WORK TO COMPLETE → Can you pull out every line in the data below that contains the word "water"? Matching is case-sensitive.

DATASET RECORDS →
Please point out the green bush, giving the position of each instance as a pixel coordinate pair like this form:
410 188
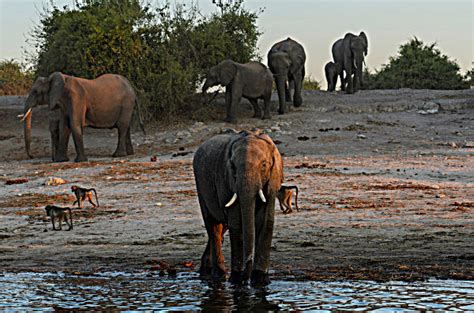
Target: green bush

--

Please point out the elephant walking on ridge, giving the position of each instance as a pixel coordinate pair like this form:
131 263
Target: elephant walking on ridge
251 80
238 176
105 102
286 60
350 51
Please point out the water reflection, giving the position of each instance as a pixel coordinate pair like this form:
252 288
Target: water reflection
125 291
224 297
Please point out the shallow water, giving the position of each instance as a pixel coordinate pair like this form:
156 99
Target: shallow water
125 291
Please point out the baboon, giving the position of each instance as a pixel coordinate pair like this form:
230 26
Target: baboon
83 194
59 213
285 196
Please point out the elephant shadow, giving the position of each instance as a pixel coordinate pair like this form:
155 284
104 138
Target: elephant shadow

ANSWER FOR THIS EXERCISE →
Please point out the water reflection, giving the position of each instance as a pixel coordinate pair like this form:
Target: water reflection
Please point out the shallow water, giving the position of each instance as a pixel coordinate pair like this form:
Target: shallow water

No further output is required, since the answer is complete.